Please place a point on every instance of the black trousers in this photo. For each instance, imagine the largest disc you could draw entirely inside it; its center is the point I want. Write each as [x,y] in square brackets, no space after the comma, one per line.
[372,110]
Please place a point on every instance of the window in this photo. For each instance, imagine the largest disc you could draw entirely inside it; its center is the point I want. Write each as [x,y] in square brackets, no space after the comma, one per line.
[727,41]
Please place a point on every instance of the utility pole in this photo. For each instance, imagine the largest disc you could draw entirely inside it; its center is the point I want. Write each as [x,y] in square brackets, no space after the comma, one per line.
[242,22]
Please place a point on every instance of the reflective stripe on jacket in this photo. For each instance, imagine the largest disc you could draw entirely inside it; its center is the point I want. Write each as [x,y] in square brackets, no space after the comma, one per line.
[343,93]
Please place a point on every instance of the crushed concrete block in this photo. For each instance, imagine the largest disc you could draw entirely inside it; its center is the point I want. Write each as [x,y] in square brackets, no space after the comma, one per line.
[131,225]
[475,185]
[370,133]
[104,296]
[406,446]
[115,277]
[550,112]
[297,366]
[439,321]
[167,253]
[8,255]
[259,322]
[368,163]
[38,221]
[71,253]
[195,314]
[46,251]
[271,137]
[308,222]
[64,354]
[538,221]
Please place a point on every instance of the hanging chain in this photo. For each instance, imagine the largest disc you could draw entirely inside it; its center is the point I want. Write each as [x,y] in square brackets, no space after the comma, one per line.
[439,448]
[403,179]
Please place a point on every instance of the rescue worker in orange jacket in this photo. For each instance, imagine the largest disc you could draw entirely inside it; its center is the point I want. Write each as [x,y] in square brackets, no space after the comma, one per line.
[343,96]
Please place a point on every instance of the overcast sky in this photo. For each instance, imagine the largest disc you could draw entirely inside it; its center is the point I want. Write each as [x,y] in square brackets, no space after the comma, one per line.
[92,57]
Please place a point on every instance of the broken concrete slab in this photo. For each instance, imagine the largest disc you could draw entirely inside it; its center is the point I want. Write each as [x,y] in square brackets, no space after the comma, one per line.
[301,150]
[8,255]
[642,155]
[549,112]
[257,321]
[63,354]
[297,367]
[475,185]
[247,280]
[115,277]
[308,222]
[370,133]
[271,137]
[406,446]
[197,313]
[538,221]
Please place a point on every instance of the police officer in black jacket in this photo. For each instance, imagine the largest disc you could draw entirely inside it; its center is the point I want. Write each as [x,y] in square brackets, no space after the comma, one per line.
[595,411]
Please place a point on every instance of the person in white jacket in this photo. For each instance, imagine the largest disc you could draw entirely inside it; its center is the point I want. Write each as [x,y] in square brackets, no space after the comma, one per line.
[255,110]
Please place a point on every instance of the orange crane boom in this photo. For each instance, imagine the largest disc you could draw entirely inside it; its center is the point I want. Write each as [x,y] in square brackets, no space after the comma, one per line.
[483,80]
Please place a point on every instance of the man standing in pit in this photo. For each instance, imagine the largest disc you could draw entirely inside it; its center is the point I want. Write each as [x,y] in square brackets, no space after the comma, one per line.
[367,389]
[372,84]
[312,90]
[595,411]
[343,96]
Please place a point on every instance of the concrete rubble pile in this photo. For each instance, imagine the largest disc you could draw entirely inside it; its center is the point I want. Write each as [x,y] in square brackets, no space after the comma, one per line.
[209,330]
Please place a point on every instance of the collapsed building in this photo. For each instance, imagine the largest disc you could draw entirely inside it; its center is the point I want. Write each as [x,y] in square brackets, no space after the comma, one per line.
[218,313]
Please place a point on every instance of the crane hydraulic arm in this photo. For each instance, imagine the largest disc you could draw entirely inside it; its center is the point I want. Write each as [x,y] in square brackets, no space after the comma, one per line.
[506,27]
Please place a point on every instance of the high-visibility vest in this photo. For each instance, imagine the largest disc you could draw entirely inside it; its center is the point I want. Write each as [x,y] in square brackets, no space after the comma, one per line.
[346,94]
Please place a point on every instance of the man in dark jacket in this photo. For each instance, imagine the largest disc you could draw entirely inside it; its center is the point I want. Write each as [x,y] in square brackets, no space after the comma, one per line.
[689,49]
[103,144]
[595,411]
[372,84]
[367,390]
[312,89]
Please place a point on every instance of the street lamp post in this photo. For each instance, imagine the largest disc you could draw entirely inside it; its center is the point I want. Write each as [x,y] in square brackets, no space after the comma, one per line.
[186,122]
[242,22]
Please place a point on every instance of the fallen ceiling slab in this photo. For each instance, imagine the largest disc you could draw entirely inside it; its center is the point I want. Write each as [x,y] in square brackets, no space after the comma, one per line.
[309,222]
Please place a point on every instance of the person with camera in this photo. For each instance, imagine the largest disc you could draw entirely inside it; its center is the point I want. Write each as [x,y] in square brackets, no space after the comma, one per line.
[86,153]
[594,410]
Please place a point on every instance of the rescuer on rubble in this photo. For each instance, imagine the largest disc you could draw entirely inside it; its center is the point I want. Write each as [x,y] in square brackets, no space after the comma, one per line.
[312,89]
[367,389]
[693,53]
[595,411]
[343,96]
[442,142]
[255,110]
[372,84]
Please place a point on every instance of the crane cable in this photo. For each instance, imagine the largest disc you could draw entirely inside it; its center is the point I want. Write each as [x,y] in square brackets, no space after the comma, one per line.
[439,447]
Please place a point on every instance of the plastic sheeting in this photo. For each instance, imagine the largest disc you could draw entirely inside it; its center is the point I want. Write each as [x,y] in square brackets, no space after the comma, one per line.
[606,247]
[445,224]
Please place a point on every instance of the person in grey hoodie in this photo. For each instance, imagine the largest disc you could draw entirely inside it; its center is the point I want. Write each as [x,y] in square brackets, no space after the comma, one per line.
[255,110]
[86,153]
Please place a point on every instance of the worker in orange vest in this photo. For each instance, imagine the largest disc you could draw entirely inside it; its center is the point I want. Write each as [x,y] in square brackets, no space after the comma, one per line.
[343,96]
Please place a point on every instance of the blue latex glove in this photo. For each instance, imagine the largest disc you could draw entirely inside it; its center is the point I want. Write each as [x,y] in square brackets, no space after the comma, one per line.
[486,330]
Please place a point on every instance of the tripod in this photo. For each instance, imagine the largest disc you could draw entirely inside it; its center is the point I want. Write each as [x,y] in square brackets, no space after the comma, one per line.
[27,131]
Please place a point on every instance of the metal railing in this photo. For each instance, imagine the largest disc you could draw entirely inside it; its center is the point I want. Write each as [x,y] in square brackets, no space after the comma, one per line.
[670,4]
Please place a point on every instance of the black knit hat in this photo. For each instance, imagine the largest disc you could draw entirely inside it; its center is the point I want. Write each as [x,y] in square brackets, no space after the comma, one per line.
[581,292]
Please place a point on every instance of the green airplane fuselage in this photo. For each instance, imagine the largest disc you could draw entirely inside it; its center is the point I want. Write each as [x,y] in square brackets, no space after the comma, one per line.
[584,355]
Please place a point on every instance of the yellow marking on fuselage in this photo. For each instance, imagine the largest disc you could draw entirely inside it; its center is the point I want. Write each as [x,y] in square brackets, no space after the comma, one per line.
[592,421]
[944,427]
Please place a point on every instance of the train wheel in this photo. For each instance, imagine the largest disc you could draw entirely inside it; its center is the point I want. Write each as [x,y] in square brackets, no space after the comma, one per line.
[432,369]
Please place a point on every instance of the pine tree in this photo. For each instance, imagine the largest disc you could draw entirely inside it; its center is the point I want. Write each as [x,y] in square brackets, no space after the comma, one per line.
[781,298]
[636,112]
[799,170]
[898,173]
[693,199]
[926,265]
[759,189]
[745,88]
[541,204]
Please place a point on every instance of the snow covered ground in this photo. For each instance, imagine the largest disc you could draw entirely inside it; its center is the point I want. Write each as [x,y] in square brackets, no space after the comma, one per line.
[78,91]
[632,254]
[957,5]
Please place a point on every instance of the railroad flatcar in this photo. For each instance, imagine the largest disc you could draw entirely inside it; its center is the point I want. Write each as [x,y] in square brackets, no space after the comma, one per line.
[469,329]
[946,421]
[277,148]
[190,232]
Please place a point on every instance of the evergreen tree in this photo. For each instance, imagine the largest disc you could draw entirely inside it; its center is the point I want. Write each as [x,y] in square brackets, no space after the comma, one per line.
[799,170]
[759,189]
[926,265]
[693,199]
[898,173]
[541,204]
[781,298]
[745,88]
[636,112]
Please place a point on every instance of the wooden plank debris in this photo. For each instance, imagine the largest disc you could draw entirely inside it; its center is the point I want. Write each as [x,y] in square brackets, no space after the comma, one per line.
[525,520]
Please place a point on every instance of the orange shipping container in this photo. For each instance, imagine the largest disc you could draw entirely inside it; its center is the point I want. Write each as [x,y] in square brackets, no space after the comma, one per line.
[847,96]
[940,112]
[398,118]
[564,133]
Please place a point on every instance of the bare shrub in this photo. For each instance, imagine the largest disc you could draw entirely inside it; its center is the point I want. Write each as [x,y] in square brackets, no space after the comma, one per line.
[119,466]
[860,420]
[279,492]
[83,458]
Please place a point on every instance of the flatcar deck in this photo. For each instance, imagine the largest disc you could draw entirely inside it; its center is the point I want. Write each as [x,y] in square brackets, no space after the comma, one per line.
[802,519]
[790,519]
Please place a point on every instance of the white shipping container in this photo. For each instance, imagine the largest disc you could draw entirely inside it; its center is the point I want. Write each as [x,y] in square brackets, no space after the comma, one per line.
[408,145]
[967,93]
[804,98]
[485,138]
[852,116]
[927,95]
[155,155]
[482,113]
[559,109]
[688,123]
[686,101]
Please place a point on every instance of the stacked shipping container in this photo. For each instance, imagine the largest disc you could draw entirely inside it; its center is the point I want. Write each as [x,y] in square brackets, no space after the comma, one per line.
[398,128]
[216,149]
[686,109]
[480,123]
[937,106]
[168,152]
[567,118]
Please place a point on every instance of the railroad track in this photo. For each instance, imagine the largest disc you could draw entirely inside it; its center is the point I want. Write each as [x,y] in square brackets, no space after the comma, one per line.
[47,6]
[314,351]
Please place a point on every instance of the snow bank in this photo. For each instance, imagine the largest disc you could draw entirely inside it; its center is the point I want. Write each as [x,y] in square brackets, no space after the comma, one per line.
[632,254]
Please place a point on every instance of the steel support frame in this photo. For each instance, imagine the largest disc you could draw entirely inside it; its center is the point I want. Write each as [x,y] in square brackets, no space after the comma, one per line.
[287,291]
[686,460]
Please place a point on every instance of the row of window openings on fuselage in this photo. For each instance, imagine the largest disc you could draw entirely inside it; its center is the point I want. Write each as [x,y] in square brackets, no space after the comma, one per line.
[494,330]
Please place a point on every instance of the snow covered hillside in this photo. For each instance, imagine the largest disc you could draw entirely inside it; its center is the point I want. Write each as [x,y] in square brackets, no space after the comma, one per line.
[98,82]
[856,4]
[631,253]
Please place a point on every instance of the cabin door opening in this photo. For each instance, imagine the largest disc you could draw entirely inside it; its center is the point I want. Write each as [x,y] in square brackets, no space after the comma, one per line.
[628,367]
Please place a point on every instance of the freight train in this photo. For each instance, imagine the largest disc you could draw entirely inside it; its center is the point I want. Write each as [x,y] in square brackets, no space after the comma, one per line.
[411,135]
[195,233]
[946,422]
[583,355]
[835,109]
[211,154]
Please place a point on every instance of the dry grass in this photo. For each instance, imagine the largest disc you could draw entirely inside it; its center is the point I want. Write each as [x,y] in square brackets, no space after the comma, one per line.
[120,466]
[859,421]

· · · ·

### Exercise directions
Using the records above, please retype only the run of lines from the line holding "Please place a point on every instance of the steel" through the last line, both ends included.

### Task solution
Please place a point on every instance of the steel support frame in this photo. For each instance, imagine the largest disc you could draw entirely inside it; its center is the point I want. Write each as [x,y] in square brackets, no space after the comma, one per line.
[287,291]
[686,460]
Please place a point on every instance of the row of window openings on fuselage in this photo. For each instance, imagine the largest disc you could draw entirely inside it; its center is the point I want. Write each as [x,y] in square brackets, no space after the comma, one per line.
[494,330]
Please place a point on every instance of the snow covered hillside in this photo. For each instance, imagine the largest disc you could draw entirely inside it; its center is the point I want. Write each as [x,y] in square brackets, no space after the comma, one per line.
[98,82]
[856,4]
[631,253]
Please place a point on every instance of the cabin door opening in this photo. For each instance, imagine the largest disc you could draw entirely inside it; its center is the point I want. Write each as [x,y] in square brackets, no space after the comma, one per line.
[628,367]
Please place a point on every instance of the freight train in this photo. For each instance, imagine the largest disc you could draw entirely inside it; its center is the point I want. Write each as [x,y] in square brackets, no space after the comma, one per line.
[411,135]
[195,233]
[946,422]
[583,355]
[835,109]
[211,154]
Please place a point on every instance of the dry grass in this photo. For each instance, imagine the largest disc you could draw entirely inside it; its center is the point I want. Write each as [x,y] in square brackets, no space after the comma, one per line.
[120,466]
[859,421]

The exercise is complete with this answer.